- **TO DO**
Reproduce all the records word for word. Omit images.
BEGIN EXTRACTED ENTRIES
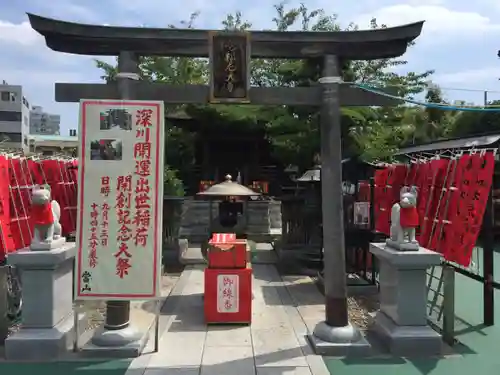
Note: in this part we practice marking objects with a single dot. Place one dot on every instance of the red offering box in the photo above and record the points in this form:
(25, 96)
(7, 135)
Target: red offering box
(229, 254)
(228, 295)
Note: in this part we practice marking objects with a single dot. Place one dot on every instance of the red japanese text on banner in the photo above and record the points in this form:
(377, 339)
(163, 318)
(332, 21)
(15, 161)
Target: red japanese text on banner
(120, 200)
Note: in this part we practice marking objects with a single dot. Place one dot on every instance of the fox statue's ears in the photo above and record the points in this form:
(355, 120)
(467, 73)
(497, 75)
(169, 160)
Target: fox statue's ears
(408, 189)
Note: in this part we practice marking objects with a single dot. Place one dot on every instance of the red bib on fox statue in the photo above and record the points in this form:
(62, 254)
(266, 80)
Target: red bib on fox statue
(42, 214)
(408, 217)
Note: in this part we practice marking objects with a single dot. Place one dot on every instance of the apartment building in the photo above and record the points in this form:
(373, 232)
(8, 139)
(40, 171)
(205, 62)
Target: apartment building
(14, 117)
(43, 123)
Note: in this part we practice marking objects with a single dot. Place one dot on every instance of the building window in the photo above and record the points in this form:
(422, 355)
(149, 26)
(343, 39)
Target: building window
(10, 116)
(10, 137)
(6, 96)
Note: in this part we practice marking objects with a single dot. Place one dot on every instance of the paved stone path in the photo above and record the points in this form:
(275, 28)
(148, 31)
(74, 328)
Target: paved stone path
(274, 344)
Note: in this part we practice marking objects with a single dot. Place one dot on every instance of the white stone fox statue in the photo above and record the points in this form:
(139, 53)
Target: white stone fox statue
(404, 220)
(45, 215)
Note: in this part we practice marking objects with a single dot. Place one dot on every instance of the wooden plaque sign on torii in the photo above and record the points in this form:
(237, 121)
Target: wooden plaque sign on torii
(230, 54)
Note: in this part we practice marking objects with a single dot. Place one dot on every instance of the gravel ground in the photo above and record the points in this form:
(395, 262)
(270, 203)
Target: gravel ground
(361, 310)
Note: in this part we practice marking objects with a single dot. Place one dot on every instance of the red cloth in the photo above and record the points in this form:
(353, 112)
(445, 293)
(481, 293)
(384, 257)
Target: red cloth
(408, 217)
(42, 214)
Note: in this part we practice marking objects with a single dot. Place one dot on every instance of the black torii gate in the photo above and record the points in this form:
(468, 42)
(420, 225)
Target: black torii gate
(230, 84)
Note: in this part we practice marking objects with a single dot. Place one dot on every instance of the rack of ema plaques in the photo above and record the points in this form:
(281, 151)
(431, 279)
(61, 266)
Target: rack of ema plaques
(228, 281)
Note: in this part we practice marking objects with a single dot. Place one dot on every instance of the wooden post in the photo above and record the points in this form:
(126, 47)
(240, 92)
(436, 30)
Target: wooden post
(331, 192)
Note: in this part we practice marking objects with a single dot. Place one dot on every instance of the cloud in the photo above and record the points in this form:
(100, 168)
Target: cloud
(470, 77)
(22, 34)
(440, 21)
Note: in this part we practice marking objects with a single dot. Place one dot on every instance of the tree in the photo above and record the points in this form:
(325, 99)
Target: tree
(293, 131)
(468, 123)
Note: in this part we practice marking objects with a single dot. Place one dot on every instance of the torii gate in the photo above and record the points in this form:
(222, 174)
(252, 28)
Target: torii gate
(129, 43)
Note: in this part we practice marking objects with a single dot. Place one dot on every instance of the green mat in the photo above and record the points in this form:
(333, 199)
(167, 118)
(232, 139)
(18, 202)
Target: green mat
(477, 354)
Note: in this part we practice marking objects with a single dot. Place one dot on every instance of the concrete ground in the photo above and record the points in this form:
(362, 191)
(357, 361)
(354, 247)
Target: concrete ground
(274, 344)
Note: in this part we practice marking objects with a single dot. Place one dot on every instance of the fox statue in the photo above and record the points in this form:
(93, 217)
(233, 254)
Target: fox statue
(45, 216)
(404, 221)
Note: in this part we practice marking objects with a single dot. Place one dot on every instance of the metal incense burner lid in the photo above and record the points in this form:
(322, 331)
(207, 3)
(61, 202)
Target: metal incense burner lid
(228, 188)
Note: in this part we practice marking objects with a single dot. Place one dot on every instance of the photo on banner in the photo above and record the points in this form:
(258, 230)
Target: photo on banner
(120, 203)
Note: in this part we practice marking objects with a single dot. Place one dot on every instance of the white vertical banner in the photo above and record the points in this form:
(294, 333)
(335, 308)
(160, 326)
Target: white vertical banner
(120, 200)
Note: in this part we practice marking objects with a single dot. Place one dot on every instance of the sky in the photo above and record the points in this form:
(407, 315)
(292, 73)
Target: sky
(460, 39)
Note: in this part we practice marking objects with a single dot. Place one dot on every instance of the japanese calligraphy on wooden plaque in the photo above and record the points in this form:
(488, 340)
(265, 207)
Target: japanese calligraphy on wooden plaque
(230, 67)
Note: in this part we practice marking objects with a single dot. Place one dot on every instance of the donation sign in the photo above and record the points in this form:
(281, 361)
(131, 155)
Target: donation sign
(120, 198)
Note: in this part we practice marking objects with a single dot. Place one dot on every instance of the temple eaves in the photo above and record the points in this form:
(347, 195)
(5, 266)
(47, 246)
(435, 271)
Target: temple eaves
(94, 40)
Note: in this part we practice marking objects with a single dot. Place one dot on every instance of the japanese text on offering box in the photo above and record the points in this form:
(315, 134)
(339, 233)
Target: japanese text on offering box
(120, 200)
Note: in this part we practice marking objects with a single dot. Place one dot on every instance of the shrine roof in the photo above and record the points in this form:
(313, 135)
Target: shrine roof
(101, 40)
(478, 141)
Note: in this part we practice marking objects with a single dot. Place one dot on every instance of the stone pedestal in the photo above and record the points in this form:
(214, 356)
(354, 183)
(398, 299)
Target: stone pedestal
(47, 329)
(401, 323)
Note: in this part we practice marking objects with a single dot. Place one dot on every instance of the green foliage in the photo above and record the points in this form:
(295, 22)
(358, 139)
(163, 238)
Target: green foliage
(471, 123)
(373, 133)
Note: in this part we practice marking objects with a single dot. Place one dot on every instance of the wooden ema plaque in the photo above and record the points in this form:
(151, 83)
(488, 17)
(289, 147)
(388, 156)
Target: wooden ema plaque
(230, 67)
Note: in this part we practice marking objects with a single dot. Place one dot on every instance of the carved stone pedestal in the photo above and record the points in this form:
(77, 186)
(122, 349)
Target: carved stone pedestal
(47, 329)
(401, 323)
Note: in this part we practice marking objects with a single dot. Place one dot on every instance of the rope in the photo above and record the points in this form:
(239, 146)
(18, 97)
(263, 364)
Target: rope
(444, 107)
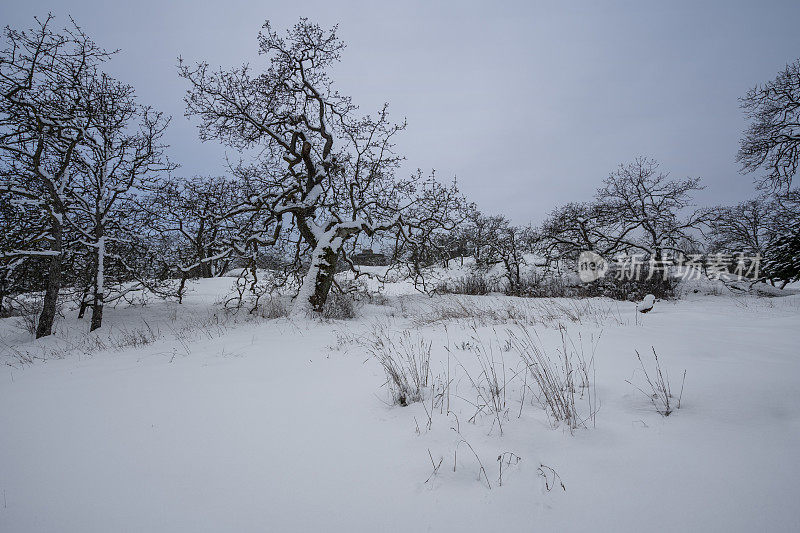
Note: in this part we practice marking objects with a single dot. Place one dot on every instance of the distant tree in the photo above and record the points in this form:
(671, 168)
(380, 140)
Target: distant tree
(772, 140)
(197, 213)
(638, 195)
(586, 226)
(783, 262)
END EXTRACTED ENTRIES
- **COMPLETED EXERCISE**
Note: in this part we practice marking objects with a single dot. Place one dot on every instance of the red offering box in the photo above and record the points in this form:
(25, 96)
(7, 135)
Target: red offering box
(229, 254)
(228, 295)
Note: in this part we practice marking objects with a single dot. Place one dot on every instance of the red japanese text on banner in the photo above and record the points in this form:
(377, 339)
(163, 318)
(332, 21)
(15, 161)
Target: red japanese text on banner
(120, 200)
Note: in this part we practice marking objects with a single dot. Place one dot on every instance of the fox statue's ears in the photo above and record the points in this form:
(355, 120)
(467, 73)
(497, 75)
(169, 160)
Target: fox statue's ears
(408, 189)
Note: in this part we practice marking objects with a single dot. Place one dot on every instance of the red bib on fox statue in the photo above and record the points in this form:
(62, 254)
(266, 80)
Target: red bib on fox statue
(42, 214)
(408, 217)
Note: in this part we practice marking objects with a single dot. Place one dot on every instance of the apartment building in the photo above and record the points in this form:
(373, 232)
(8, 139)
(40, 171)
(205, 62)
Target: apartment building
(14, 117)
(43, 123)
Note: in this part we practice marking objects with a single dot. Place one dot on every instance of the building window in the photo above and record the points in this form:
(422, 355)
(149, 26)
(343, 39)
Target: building window
(10, 116)
(10, 137)
(6, 96)
Note: in this part we practice marking objects with a single dot. Place one dot on every instance of the paved stone path in the photo above and record the points in this form:
(275, 28)
(148, 31)
(74, 328)
Target: paved stone path
(274, 344)
Note: in this part we practice marking objects with a single dot. Place one dot on every instance of the white stone fox statue in the photo above and record the points in this form:
(139, 53)
Target: white stone fox statue
(404, 220)
(45, 215)
Note: in this part we practice marking objects with a single dot. Place one dot on every instance of the wooden plaque sign on torii in the photo above and record the points in this form:
(237, 121)
Target: wooden plaque sign on torii
(230, 54)
Note: in this part we practice marking objects with a single dot. Place one dot on every instance of the gravel ground in the photo above and record the points in this form:
(395, 262)
(270, 203)
Target: gravel ground
(361, 310)
Note: in this part we practice marking objects with a single dot. Place one dot on every instance of the red cloth in the photo above and record the points in this form:
(353, 112)
(445, 293)
(481, 293)
(384, 257)
Target: red cloth
(408, 217)
(42, 214)
Note: in this part we practice marking objects with a single dot. Place one dot on every instance of the black torii gate in the photo above and record the points in this form:
(468, 42)
(420, 225)
Target: black torii gate
(230, 84)
Note: in this part we practice marking objects with a single dot. Place one dot on every instance of the rack of ema plaques in the photo above and record the points in this form:
(281, 151)
(431, 279)
(61, 266)
Target: rack of ema plaques
(228, 281)
Note: in this part we practice marking objects with a single dot. Place one dot on every instance of the wooden post in the photo above and record the points in this form:
(126, 47)
(240, 92)
(436, 30)
Target: wooden post
(331, 192)
Note: in this part we practice marking objects with a single dot. Place one dot on every instance of the cloud in the photo above and record the points in this form:
(100, 168)
Target: cloud
(470, 77)
(22, 34)
(440, 21)
Note: in this part we practice marking objects with a single dot. Place one dot on every instance of the tree in the photo above and record the points in this form:
(325, 99)
Target: tree
(293, 131)
(468, 123)
Note: in this part we practice marking objects with a single dot. Place one dot on every instance of the torii gate in the photo above and record the points in this form:
(222, 174)
(252, 28)
Target: torii gate
(129, 43)
Note: in this part we practice marking objects with a single dot. Place one dot on every instance of the green mat in the photo above and record the points in this form:
(333, 199)
(167, 118)
(232, 139)
(18, 202)
Target: green mat
(477, 354)
Note: in this part we practice marking objects with a single dot. Place one dot on every instance of the concrete ground in the photo above and record the points in this form:
(362, 191)
(357, 361)
(354, 247)
Target: concrete ground
(274, 344)
Note: in this part we practice marking objects with a single dot. Place one dot on every instance of the fox statue in the photo above and record the points in this form:
(93, 217)
(233, 254)
Target: fox statue
(45, 216)
(404, 221)
Note: in this part we practice marking objects with a single dot. Place one dot on every instance of the metal incense burner lid in the photo above and record the points in this form:
(322, 331)
(207, 3)
(61, 202)
Target: metal incense burner lid
(228, 188)
Note: in this part we practice marking objects with a single dot. Place one dot on every instance of the photo on banner in the photo above and record the points in this form:
(258, 230)
Target: photo on banner
(120, 203)
Note: in this part we practice marking objects with a single dot. Place one dot on every instance of the white vertical banner in the photo above and record the points in this form:
(294, 333)
(335, 308)
(160, 326)
Target: white vertical banner
(120, 200)
Note: in this part we practice marking objects with a single dot. Place one dot on every instance of the sky in the photo above and record the points in this form:
(407, 315)
(292, 73)
Target: sky
(460, 39)
Note: in this part we practice marking objects with a single dot. Place one dot on every instance of the japanese calligraphy on wooden plaque in the photo above and record the points in this form:
(488, 340)
(265, 207)
Target: japanese calligraphy on wooden plaque
(230, 67)
Note: in this part we practice marking objects with a single dot. Place one dot on every instance of the donation sign in the photo above and record the points in this form:
(281, 361)
(131, 155)
Target: donation sign
(120, 198)
Note: in this part we practice marking objects with a single dot. Place one dot on every instance of the temple eaves in the photo above and record the points in this form:
(347, 195)
(5, 266)
(47, 246)
(435, 271)
Target: temple eaves
(94, 40)
Note: in this part we practice marking objects with a single dot. Place one dot on every instance of the japanese text on offering box in the photo above and record the points in this form:
(315, 134)
(339, 233)
Target: japanese text on offering box
(120, 200)
Note: in this part we practice marking objects with a single dot. Place one dot on every instance of the shrine roof in the photo above and record the points in this form:
(313, 135)
Target: shrine roof
(101, 40)
(478, 141)
Note: in this part we practice marking objects with a single dot. Place one dot on every instance of the stone pedestal in the photo above and record the points in this form:
(214, 356)
(354, 183)
(398, 299)
Target: stone pedestal
(47, 329)
(401, 323)
Note: in this part we practice marking objects with a single dot. Place one dot on every instance of the green foliage in the photo above and record the points in this form:
(295, 22)
(358, 139)
(163, 238)
Target: green foliage
(471, 123)
(373, 133)
Note: in this part we practice marking objects with a single dot. Place one dot on every instance of the wooden ema plaque in the photo above and record the points in this form:
(151, 83)
(488, 17)
(289, 147)
(388, 156)
Target: wooden ema plaque
(230, 67)
Note: in this part we practice marking objects with a single dot. Place one dot on every instance of the carved stone pedestal in the photo above and record the points in this form:
(77, 186)
(122, 349)
Target: carved stone pedestal
(47, 329)
(401, 323)
Note: in this part we practice marking objects with a single dot. Place one dot on every instance of the rope in the photo above and record the points in this form:
(239, 146)
(18, 97)
(263, 364)
Target: rope
(444, 107)
Note: in this part we practice marking objects with a single dot. Place one dot on every instance of the distant tree in the photo above and record the points in this form:
(671, 168)
(380, 140)
Target: distant tree
(772, 140)
(197, 213)
(638, 195)
(586, 226)
(783, 262)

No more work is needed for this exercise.